● About this task: Go through the data below and retype all of it exactly.

● Working data:
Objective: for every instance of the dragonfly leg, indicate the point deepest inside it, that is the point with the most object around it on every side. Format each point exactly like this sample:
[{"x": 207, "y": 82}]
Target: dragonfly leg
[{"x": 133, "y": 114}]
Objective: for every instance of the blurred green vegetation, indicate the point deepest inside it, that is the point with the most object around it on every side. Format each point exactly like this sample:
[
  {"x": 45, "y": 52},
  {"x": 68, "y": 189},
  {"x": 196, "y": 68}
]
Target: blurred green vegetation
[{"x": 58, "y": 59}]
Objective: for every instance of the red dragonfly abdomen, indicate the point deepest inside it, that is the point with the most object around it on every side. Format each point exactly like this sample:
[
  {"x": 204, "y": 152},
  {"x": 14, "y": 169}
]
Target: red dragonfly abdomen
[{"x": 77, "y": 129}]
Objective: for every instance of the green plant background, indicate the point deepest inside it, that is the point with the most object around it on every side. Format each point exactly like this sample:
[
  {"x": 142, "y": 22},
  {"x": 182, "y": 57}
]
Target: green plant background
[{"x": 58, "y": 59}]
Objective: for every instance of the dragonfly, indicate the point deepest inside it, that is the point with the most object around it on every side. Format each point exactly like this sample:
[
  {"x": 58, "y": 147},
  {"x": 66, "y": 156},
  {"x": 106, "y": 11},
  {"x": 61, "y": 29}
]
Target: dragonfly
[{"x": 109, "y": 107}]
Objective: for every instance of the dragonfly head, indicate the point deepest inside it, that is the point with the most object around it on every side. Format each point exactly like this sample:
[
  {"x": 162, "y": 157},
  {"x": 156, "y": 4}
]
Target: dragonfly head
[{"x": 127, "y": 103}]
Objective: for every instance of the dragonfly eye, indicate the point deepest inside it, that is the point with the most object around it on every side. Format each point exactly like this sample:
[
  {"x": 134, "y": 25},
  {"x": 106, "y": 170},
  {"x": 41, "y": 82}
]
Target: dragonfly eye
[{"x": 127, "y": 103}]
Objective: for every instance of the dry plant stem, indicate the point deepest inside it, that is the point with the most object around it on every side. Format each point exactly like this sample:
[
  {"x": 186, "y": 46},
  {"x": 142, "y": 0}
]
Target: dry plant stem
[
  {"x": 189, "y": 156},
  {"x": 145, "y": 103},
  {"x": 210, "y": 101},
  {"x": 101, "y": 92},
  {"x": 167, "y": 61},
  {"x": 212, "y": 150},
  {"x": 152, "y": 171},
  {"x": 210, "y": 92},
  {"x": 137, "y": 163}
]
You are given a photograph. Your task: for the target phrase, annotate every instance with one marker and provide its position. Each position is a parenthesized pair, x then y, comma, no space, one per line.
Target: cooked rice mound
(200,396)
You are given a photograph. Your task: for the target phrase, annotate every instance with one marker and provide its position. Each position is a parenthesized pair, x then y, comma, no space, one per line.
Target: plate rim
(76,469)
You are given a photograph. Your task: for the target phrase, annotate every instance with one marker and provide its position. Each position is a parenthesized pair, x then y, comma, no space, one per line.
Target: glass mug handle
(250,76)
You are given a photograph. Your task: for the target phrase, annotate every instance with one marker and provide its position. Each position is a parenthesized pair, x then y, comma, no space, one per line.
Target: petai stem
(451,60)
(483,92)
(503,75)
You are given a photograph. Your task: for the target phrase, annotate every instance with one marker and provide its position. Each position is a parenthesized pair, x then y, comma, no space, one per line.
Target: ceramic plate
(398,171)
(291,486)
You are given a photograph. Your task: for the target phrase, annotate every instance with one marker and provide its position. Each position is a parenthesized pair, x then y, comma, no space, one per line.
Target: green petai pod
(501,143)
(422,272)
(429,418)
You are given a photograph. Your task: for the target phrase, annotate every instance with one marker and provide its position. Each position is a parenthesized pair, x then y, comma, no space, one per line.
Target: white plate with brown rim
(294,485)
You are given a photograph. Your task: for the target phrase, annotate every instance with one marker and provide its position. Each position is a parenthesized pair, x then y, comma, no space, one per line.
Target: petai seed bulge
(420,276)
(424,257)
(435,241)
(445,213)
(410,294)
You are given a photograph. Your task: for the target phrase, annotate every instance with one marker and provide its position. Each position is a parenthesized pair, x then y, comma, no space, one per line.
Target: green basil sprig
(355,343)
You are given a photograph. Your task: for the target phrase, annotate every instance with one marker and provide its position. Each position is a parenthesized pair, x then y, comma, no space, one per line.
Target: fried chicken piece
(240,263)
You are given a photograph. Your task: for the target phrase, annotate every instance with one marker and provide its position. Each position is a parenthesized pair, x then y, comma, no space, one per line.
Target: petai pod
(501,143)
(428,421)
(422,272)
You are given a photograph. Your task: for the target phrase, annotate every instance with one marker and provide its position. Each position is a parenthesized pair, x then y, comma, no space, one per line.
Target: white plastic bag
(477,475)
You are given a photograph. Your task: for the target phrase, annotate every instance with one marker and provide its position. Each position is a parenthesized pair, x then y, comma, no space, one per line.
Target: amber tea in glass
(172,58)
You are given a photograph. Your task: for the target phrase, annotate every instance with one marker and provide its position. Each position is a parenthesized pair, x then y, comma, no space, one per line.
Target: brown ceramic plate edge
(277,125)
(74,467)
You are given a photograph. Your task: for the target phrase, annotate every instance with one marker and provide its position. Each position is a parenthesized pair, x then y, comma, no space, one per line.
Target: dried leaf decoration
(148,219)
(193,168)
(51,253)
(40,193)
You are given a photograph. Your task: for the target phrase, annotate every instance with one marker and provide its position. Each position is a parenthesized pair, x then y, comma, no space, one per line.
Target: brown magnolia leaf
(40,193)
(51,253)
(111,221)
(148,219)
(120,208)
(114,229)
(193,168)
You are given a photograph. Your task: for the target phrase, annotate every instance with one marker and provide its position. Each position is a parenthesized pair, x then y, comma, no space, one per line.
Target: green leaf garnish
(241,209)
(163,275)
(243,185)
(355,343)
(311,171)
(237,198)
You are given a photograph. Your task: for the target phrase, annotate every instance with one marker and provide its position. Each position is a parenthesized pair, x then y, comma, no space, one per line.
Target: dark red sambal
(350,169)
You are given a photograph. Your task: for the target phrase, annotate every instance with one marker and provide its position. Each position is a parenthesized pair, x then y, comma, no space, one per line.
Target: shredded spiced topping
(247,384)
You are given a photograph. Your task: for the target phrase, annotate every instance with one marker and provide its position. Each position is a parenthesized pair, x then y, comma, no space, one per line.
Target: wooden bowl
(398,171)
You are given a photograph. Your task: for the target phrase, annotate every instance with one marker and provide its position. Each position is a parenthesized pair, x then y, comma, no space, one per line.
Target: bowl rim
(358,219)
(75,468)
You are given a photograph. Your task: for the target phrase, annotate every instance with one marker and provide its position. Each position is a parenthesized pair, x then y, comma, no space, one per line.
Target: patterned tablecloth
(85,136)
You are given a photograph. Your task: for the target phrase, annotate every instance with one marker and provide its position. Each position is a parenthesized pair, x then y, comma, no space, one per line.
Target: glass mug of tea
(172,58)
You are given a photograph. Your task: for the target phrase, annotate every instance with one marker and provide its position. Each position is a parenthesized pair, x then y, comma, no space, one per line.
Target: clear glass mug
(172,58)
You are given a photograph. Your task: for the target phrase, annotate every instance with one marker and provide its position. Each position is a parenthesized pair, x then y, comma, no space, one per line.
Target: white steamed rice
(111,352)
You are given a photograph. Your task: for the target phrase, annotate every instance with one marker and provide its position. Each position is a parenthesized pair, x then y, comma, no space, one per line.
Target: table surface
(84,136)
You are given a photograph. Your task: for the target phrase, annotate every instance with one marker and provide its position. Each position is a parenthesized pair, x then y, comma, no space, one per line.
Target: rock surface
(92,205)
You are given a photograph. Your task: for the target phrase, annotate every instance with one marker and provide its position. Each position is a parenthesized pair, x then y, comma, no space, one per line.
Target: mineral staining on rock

● Task answer:
Objective: for every instance of the dragonfly leg, indicate the point deepest inside it, that is the point with the most object around it on every side. Format each point exactly like this sample:
[{"x": 207, "y": 82}]
Target: dragonfly leg
[{"x": 133, "y": 114}]
Objective: for every instance of the blurred green vegetation, indicate the point deepest inside it, that is the point with the most object around it on every side. Format each point exactly like this sample:
[
  {"x": 45, "y": 52},
  {"x": 68, "y": 189},
  {"x": 196, "y": 68}
]
Target: blurred green vegetation
[{"x": 58, "y": 59}]
Objective: for every instance of the red dragonfly abdomen, indicate the point deepest inside it, that is the point with the most object around it on every side. Format each point exactly like this sample:
[
  {"x": 204, "y": 152},
  {"x": 14, "y": 169}
]
Target: red dragonfly abdomen
[{"x": 77, "y": 129}]
Objective: for every instance of the green plant background, indicate the point deepest inside it, that is the point with the most object around it on every side. Format each point exactly like this sample:
[
  {"x": 142, "y": 22},
  {"x": 182, "y": 57}
]
Target: green plant background
[{"x": 58, "y": 59}]
Objective: for every instance of the dragonfly, indicate the point deepest inside it, that is the point with the most object around it on every side. Format each point exactly like this sample:
[
  {"x": 58, "y": 147},
  {"x": 66, "y": 156},
  {"x": 106, "y": 11},
  {"x": 61, "y": 29}
]
Target: dragonfly
[{"x": 109, "y": 107}]
Objective: for every instance of the dragonfly head, indicate the point deepest inside it, that is the point with the most object around it on every side. Format each point exactly like this sample:
[
  {"x": 162, "y": 157},
  {"x": 156, "y": 4}
]
Target: dragonfly head
[{"x": 127, "y": 103}]
Objective: for every instance of the dragonfly eye, indicate the point deepest inside it, that is the point with the most object around it on every side. Format each point exactly like this sample:
[
  {"x": 134, "y": 25},
  {"x": 106, "y": 170},
  {"x": 41, "y": 82}
]
Target: dragonfly eye
[{"x": 127, "y": 103}]
Objective: for every instance of the dry plant stem, indicate the point deepest inside it, that is the point with the most object around it on every side. Format each point exactly like this sample:
[
  {"x": 186, "y": 46},
  {"x": 142, "y": 0}
]
Target: dry plant stem
[
  {"x": 189, "y": 156},
  {"x": 145, "y": 103},
  {"x": 210, "y": 101},
  {"x": 101, "y": 92},
  {"x": 167, "y": 61},
  {"x": 212, "y": 150},
  {"x": 152, "y": 171},
  {"x": 210, "y": 92},
  {"x": 137, "y": 163}
]
You are given a photograph. Your task: for the target phrase, annotate every instance with one marker and provide its position. Each position is a parenthesized pair, x then y, comma, no space, one per line.
Target: cooked rice mound
(200,396)
You are given a photograph. Your task: for the target phrase, annotate every instance with one marker and provide its position. Each position is a parenthesized pair, x then y, comma, no space, one per line.
Target: plate rim
(76,469)
You are given a photograph. Your task: for the target phrase, annotate every instance with one marker and provide its position. Each position is a parenthesized pair, x then y, comma, no space, one per line.
Target: glass mug handle
(250,76)
You are given a photograph. Your task: for the target phrase, annotate every instance with one marker and provide its position. Each position is a parenthesized pair, x then y, comma, no space, one per line.
Target: petai stem
(451,60)
(483,92)
(503,75)
You are given a photograph. Your task: for the target phrase, annotate every instance with one marker and provide its position. Each position is a parenthesized pair, x then y, comma, no space, one per line.
Target: ceramic plate
(398,171)
(291,486)
You are given a photograph. Your task: for the target phrase, annotate every instance with one marker and provide its position. Each position is a parenthesized pair, x then y, comma, no space, one per line.
Target: green petai pod
(501,143)
(422,272)
(429,418)
You are given a photograph. Your task: for the target phrase, annotate every instance with one marker and provide its position. Each position is a parenthesized pair, x then y, comma, no space, one per line.
Target: white plate with brown rim
(294,485)
You are given a photograph. Your task: for the target phrase, annotate every instance with one marker and provide its position. Each position is a parenthesized pair, x then y, comma, no space, one per line.
Target: petai seed bulge
(420,276)
(424,257)
(435,241)
(445,213)
(410,294)
You are given a photograph. Your task: for the target phrase, annotate every instance with one marker and provide its position. Each position is a parenthesized pair, x then y, comma, no space, one per line.
Target: green basil sprig
(355,343)
You are given a photograph. Your task: for the target phrase, annotate every instance with one marker and provide its position. Each position is a parenthesized pair, x then y, comma, no space, one per line.
Target: fried chicken piece
(240,263)
You are given a photograph. Your task: for the target phrase, annotate every instance with one marker and provide its position. Each position is a parenthesized pair, x then y, comma, no space, one per line.
Target: petai pod
(501,143)
(428,421)
(422,272)
You are given a photograph. Your task: for the target phrase, annotate every instance with one marker and provide its position. Each position is a parenthesized pair, x then y, comma, no space, one per line.
Target: white plastic bag
(477,475)
You are given a photograph. Your task: for the target phrase, annotate every instance with one marker and provide its position. Each position is a parenthesized pair, x then y, comma, no space, one per line.
Target: amber tea in glass
(172,58)
You are given a photograph. Your task: for the target phrase, annotate every instance with one marker and provide its position. Each position is a parenthesized pair, x then y, comma, no space, one per line.
Target: brown ceramic plate edge
(277,125)
(74,467)
You are given a photograph. Your task: for the target phrase, annotate every instance with one marker and provide its position. Each position is a parenthesized pair, x then y, comma, no space, one per line.
Target: dried leaf decoration
(148,219)
(193,168)
(51,253)
(40,193)
You are given a photograph. Your task: for the target phrase, annotate every instance with one marker and provide its position. Each position is a parenthesized pair, x then y, comma, no space, one per line.
Target: brown magnolia leaf
(40,193)
(51,253)
(111,221)
(148,219)
(120,208)
(114,229)
(193,168)
You are given a photograph. Your task: for the target phrase, annotate every instance with one marker and provide its position. Each position is a parenthesized pair, x then y, comma, no space, one per line.
Target: green leaf garnish
(241,209)
(163,275)
(243,185)
(355,343)
(311,171)
(237,198)
You are given a photograph. Your task: for the target phrase, annotate every instance with one marker and provide its position. Each position is a parenthesized pair, x then y, comma, no space, one per line.
Target: dark red sambal
(350,169)
You are given a photograph. Your task: for the target phrase, annotate every instance with one marker and provide its position. Each position is a parenthesized pair, x then y, comma, no space, one per line.
Target: shredded spiced topping
(247,384)
You are given a photograph. Your task: for the target phrase, annotate every instance with one marker and provide its position. Each position is a parenthesized pair, x then y, comma, no space, one per line.
Target: wooden bowl
(398,171)
You are given a photograph. Your task: for the target phrase, annotate every instance with one marker and provide its position. Each position is a parenthesized pair, x then y, comma, no space, one per line.
Target: bowl rim
(358,219)
(75,468)
You are given a photograph. Your task: for the target phrase, annotate every instance with one marker and provide its position. Each position is a parenthesized pair, x then y, comma, no space, one per line.
Target: patterned tablecloth
(85,136)
You are given a photograph. Your task: for the target phrase, annotate every instance with one marker and provide its position. Each position is a parenthesized pair, x then y, comma, no space, one per line.
Target: glass mug of tea
(172,58)
You are given a photograph. Your task: for the target phrase, annotate every instance with one marker and provide its position. Each position is a parenthesized pair, x then y, comma, no space, one per line.
Target: clear glass mug
(172,58)
You are given a photograph. Your task: for the target phrase, annotate every instance with one marker and provide its position. Each position is a parenthesized pair, x then y, comma, no space, one per line.
Target: white steamed rice
(111,352)
You are given a photograph. Your task: for the target phrase, annotate every instance with one marker and provide its position. Each position is a parenthesized pair, x then y, comma, no space, one per line.
Target: table surface
(84,136)
You are given a photograph. Your task: for the target phrase, annotate every instance with one marker and provide its position. Each position is a parenthesized pair, x then y, comma, no space, one per line.
Target: rock surface
(92,205)
You are given a photograph. Your task: for the target phrase, annotate every instance with one marker and provide its position. Each position is a parenthesized pair, x then y, comma, no space, one per line.
Target: mineral staining on rock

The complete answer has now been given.